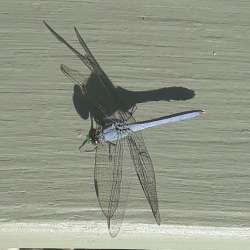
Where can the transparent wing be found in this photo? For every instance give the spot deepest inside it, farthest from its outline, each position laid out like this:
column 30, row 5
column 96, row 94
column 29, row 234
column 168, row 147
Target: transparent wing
column 145, row 171
column 111, row 183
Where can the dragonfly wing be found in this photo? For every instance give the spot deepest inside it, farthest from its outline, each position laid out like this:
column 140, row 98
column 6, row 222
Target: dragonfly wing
column 110, row 183
column 145, row 171
column 75, row 76
column 61, row 39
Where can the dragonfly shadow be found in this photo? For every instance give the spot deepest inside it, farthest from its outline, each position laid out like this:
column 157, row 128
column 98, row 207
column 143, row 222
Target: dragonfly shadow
○ ○ ○ ○
### WORK TO BE COMPLETED
Rewrite the items from the line containing "Where can the dragonfly wing" through the last item, inclusive, putting "silhouette" in place of "shadow" and leaving everything else the same.

### FINISHED ANSWER
Where can the dragonfly wing be found in this photo? For every instance give the spot deepest inside it, farthest from its outline, each position laid out like this:
column 140, row 98
column 6, row 222
Target: dragonfly wing
column 110, row 183
column 145, row 171
column 75, row 76
column 61, row 39
Where can the dragonfly silhouette be found in this photo? For every instance give the spot deepest inside it, farthest from its outline, each position laid out like this:
column 157, row 128
column 98, row 207
column 143, row 222
Target: dragonfly silhouette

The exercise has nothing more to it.